> [What is being asked]
Render the stretch of the listing below from the line containing "of the paved" through the end of the listing as a JSON list of strings, one string per line, with blank lines omitted.
····················
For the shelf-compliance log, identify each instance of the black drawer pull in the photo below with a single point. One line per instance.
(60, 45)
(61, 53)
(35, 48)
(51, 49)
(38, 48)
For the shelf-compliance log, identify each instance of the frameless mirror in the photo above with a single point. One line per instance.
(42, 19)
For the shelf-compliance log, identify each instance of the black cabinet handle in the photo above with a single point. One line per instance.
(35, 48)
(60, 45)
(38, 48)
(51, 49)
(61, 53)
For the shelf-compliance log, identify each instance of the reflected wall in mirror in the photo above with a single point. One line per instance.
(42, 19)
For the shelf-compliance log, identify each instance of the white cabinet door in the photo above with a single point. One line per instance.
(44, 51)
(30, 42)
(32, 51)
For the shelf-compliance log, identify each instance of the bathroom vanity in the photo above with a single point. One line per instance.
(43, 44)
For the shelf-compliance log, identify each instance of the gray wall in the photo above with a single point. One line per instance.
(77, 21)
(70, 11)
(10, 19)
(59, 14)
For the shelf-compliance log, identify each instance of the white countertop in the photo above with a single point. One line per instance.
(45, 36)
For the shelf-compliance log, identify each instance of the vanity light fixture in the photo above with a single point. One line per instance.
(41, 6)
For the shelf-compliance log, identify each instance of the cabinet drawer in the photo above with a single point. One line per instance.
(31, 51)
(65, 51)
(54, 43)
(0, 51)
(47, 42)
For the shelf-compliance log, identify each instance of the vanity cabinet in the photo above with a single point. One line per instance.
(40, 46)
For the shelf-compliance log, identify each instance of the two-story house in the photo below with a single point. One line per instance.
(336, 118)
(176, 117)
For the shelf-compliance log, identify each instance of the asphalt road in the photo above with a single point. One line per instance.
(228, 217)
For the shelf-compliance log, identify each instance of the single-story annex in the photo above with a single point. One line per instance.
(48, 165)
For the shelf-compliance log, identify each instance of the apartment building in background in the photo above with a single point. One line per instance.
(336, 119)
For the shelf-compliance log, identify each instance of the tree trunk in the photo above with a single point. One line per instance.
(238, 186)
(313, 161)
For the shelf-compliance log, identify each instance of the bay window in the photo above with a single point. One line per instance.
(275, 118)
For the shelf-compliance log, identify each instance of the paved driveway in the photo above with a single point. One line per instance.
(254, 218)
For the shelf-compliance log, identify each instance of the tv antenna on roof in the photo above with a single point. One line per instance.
····················
> [Response]
[
  "For the shelf-compliance log, identify each instance of the paved driveway in the photo above with a single point. One line per instance.",
  "(254, 218)",
  "For the shelf-compliance log, identify each instance of the tv antenna on roof in the photo above with a single point. One line per instance."
]